### Task prompt
Write out each line word for word. Drop pictures.
※
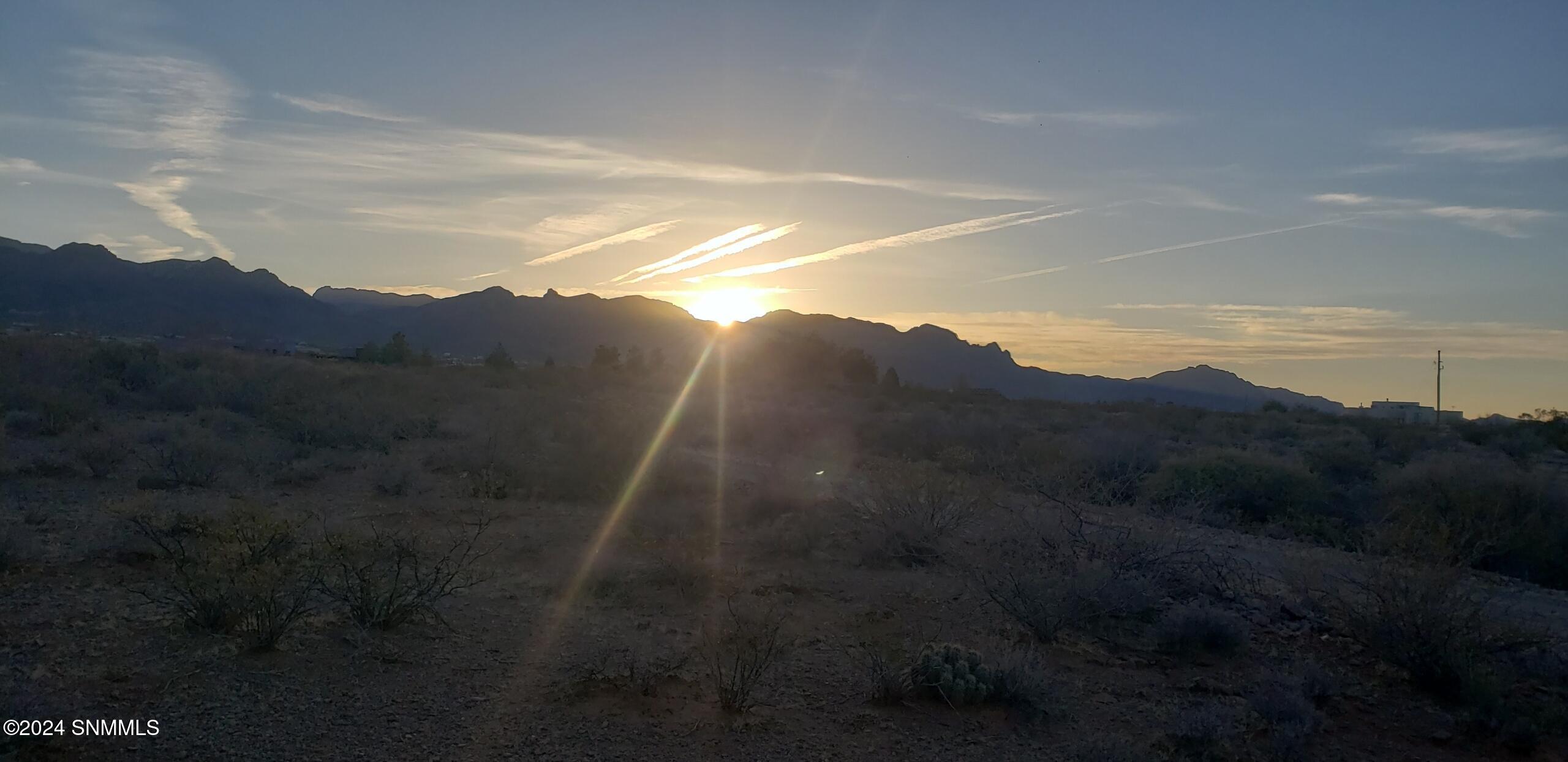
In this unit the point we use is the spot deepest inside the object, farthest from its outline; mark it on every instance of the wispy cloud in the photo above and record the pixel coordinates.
(1236, 334)
(709, 245)
(723, 251)
(1131, 119)
(910, 239)
(156, 102)
(1512, 145)
(143, 248)
(1498, 220)
(648, 231)
(1210, 242)
(328, 104)
(160, 194)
※
### Response to the task
In this unit the point we use is the spot deepest inside the object, farthest from its outline; mark it on every instance of the wispy cloud in the photo above and record the pixel coordinates.
(1236, 334)
(709, 245)
(723, 251)
(1131, 119)
(910, 239)
(156, 102)
(1512, 145)
(143, 248)
(1498, 220)
(648, 231)
(1210, 242)
(328, 104)
(160, 194)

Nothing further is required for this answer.